### Instructions to follow:
Omit all pictures, then retype the data exactly as given.

### Input data:
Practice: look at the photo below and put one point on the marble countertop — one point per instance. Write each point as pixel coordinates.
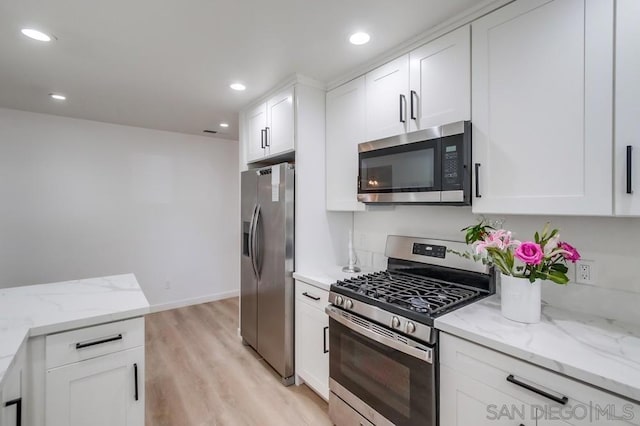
(49, 308)
(602, 352)
(324, 279)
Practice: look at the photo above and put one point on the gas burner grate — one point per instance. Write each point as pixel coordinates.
(416, 293)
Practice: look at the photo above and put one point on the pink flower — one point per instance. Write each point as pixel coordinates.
(570, 252)
(530, 253)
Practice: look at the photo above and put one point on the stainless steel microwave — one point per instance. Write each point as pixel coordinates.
(431, 166)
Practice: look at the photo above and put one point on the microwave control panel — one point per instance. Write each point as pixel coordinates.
(429, 250)
(452, 162)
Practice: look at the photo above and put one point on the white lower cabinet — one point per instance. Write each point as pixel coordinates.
(95, 375)
(465, 401)
(312, 338)
(103, 391)
(13, 402)
(479, 386)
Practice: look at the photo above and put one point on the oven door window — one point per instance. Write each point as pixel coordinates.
(405, 168)
(398, 386)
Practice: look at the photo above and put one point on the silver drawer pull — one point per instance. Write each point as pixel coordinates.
(98, 342)
(561, 399)
(311, 296)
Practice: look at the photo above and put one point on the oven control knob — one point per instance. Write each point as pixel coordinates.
(395, 322)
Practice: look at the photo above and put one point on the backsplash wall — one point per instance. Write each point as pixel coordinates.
(613, 243)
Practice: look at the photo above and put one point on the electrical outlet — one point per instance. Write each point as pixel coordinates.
(585, 272)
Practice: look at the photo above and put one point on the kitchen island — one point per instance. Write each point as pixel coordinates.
(48, 331)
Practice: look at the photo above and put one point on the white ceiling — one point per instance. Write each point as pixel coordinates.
(167, 64)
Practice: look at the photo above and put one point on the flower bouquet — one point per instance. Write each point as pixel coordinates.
(523, 265)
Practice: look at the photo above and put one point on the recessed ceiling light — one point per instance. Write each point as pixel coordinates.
(35, 34)
(359, 38)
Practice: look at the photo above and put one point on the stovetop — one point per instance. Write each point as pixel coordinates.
(413, 296)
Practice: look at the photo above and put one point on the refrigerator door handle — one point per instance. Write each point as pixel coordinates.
(251, 238)
(254, 243)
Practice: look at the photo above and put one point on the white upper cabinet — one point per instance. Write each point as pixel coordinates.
(440, 74)
(270, 127)
(280, 129)
(387, 94)
(542, 98)
(256, 120)
(345, 129)
(627, 118)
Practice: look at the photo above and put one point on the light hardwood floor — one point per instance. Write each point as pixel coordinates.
(198, 373)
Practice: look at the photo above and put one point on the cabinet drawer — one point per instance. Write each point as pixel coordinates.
(311, 295)
(494, 368)
(85, 343)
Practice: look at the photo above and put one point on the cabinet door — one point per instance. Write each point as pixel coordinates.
(312, 347)
(345, 130)
(256, 120)
(465, 401)
(440, 74)
(99, 392)
(627, 116)
(387, 90)
(542, 107)
(280, 130)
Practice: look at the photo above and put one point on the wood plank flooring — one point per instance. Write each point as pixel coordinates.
(198, 373)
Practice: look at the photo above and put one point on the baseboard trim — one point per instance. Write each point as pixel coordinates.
(192, 301)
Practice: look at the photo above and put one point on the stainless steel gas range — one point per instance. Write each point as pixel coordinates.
(383, 363)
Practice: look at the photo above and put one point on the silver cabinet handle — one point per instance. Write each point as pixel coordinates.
(99, 342)
(414, 95)
(559, 399)
(629, 171)
(403, 104)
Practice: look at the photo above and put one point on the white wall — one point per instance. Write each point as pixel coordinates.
(321, 236)
(613, 243)
(82, 199)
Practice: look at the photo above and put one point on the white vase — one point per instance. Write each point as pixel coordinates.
(520, 299)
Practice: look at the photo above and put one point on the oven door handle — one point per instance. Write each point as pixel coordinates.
(412, 348)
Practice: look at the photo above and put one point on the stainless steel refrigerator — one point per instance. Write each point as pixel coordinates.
(266, 288)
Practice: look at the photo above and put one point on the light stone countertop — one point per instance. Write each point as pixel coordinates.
(598, 351)
(50, 308)
(324, 279)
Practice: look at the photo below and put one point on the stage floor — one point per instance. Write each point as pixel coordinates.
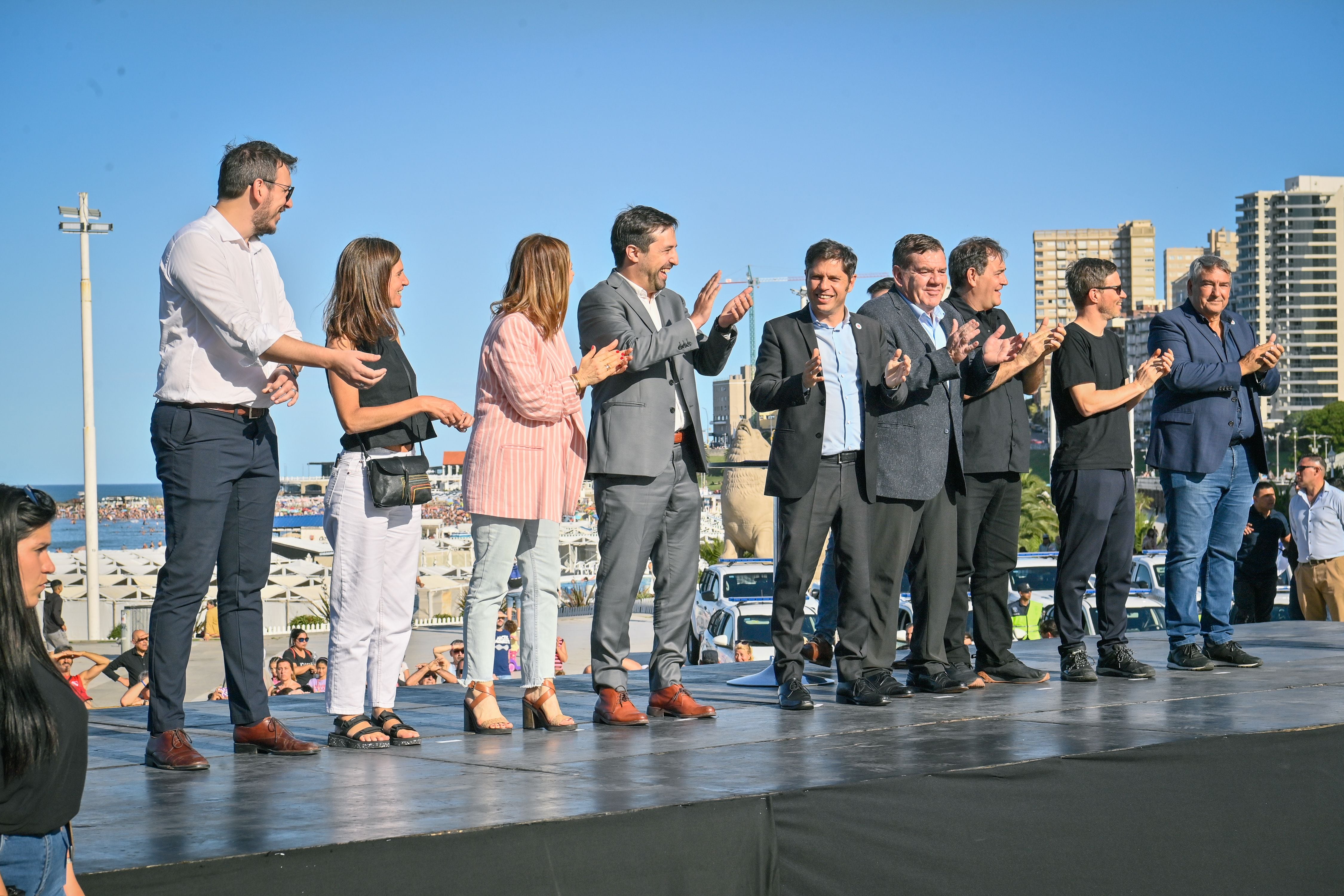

### Output of the exercise:
Practice: look at the photo below and put one point on the marble countertop — one point per instance. Write each point as pixel coordinates.
(49, 308)
(602, 352)
(324, 279)
Practice: look at the photo above and put one point on the gas burner grate — one point per instance. Write each point as pixel coordinates.
(416, 293)
Practice: look at the photo above and put one point on the pink flower — one point per instance. Write each point as pixel coordinates.
(570, 252)
(530, 253)
Practice: look at the photo above and put one point on the stainless steel microwave — one point per instance. Write each point as pixel coordinates.
(431, 166)
Practice: look at the photo above and put one point on the microwave control panel — one point per instance. Write each point as pixel coordinates.
(429, 250)
(452, 162)
Practice: look at the photo above and put one point on the white lower cabinet — one point per instance. Write each point as pixel coordinates.
(95, 375)
(465, 401)
(312, 338)
(103, 391)
(13, 402)
(479, 386)
Practice: look at the photo above and put one point on the oven door window — one point per instance. Write each point as pixel coordinates.
(405, 168)
(398, 386)
Practice: look at the photo above and put one point on the silver drawer pull — one point per instance. Write each point as pixel coordinates.
(98, 342)
(561, 399)
(311, 296)
Practice: look at the photo above and put one point on the oven control knob — one point per instance. Write each point as pixel coordinates.
(395, 322)
Practice: look at the photo above and put one point on the backsplash wall — one point per instance. Write each point as pixel coordinates.
(613, 243)
Practice: look at the photo above and put one point on the electrical outlet — one point per instance. Write each point as pixel coordinates.
(585, 272)
Practice: look at the photo above and put one point on the kitchen island — one point per instance. Write each point as pixel coordinates.
(48, 331)
Practice: look at the photo above and put one point on the white ceiling — one point per instance. Write each point as pixel coordinates.
(167, 64)
Practice: look at the photo above and put one point on the flower bouquet — one point per instance. Write each point as pixel coordinates.
(523, 265)
Practice: look at the photo above and put one point on the recessed ceiling light — one point per instance. Write each point as pixel coordinates.
(35, 34)
(359, 38)
Practice: look at the photo above and put one point on the stovetop — one point per instance. Write each point as pixel coordinates.
(413, 296)
Practice: look at the photo above and put one point on the refrigerator door handle — one point per instance. Write each point as pixel coordinates.
(251, 238)
(254, 243)
Practice: look at the photo above and put one point on the white upper cabinet — one point per instance. Write each point as pixel coordinates.
(440, 74)
(270, 127)
(280, 129)
(387, 94)
(542, 98)
(256, 120)
(345, 129)
(627, 118)
Practice: look at the photo above and put one point on the light hardwood floor — one point per instance. Write each point as pixel coordinates.
(198, 373)
Practice: look at the photo above and put one point on the cabinet drawer — one point per instance. Write each point as pixel coordinates.
(311, 295)
(494, 368)
(85, 343)
Practice: look at the photo above and put one point on the cabinet door — one point per instance. Write each point as pixel coordinates.
(312, 347)
(345, 130)
(256, 120)
(465, 401)
(440, 74)
(99, 392)
(627, 116)
(387, 90)
(542, 107)
(280, 130)
Practice: look at the photo above and put one point on the wood plank flooring — one point per instance. Write each point as pixel coordinates.
(198, 373)
Practice: look at the photo above and put one point on the baseboard trim — one point per instance. Write each point as pixel coordinates.
(192, 301)
Practice: look at the photo above and put one point on the stainless steel gas range — one point per instance. Write each point as pixel coordinates.
(383, 363)
Practice: look at the photo above and put one point on the silver cabinet handle — one point per instance. Write each point as pixel coordinates.
(99, 342)
(414, 95)
(559, 399)
(629, 171)
(403, 104)
Practice: look at the photo above and put one point on the white wall — one point per instance. Write each point as pixel coordinates.
(321, 236)
(613, 243)
(82, 199)
Practice: look at the photo above and put one point on the white vase — one point per instance. Write each point as pixel coordinates.
(520, 299)
Practice: look at the photo above and put one point on the oven door handle — one point per instance. Write each point as pixel coordinates.
(412, 348)
Practice: look at the photo above and put one point on the stainless steel refrigerator — one point per instance. Write each point as pixel coordinates.
(266, 288)
Practice: look at the photo above and put one point on the light stone countertop — one point per instance. Write each point as pixel coordinates.
(598, 351)
(50, 308)
(324, 279)
Practice: look at the photo below and put one point on the stage floor — one point per instance. Write each point as pixel coordinates.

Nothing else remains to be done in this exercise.